Render every line of all the records below as a numbered list, leaving out any blank lines.

** START DATASET CONTENT **

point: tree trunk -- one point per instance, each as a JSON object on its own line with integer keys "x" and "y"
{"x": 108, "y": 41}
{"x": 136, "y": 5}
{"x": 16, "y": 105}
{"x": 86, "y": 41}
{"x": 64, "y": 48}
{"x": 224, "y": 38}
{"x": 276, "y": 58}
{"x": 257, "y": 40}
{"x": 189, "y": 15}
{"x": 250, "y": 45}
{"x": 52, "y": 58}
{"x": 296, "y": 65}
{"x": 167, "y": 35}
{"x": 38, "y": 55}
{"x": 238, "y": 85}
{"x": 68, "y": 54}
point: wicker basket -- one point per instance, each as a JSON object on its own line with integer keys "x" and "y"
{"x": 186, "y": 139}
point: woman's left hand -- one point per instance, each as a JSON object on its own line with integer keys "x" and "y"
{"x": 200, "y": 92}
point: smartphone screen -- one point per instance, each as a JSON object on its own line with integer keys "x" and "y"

** END DATASET CONTENT **

* **EXERCISE SOLUTION**:
1. point: tree trunk -- one point per instance, each as a JSON object on its own line with integer keys "x" and "y"
2. {"x": 108, "y": 41}
3. {"x": 136, "y": 5}
4. {"x": 16, "y": 105}
5. {"x": 86, "y": 41}
6. {"x": 64, "y": 48}
7. {"x": 224, "y": 38}
8. {"x": 276, "y": 58}
9. {"x": 257, "y": 40}
10. {"x": 189, "y": 15}
11. {"x": 250, "y": 45}
12. {"x": 52, "y": 58}
13. {"x": 296, "y": 65}
14. {"x": 167, "y": 35}
15. {"x": 38, "y": 55}
16. {"x": 238, "y": 85}
17. {"x": 68, "y": 54}
18. point: wicker basket -- one point per instance, each as a JSON object on its own line with integer keys "x" and "y"
19. {"x": 186, "y": 139}
20. point: woman's left hand -- one point per instance, each as a JSON object on its own line with integer keys "x" and "y"
21. {"x": 200, "y": 92}
22. point: smartphone screen -- one point per instance, each as a JSON object on its own line with integer keys "x" and "y"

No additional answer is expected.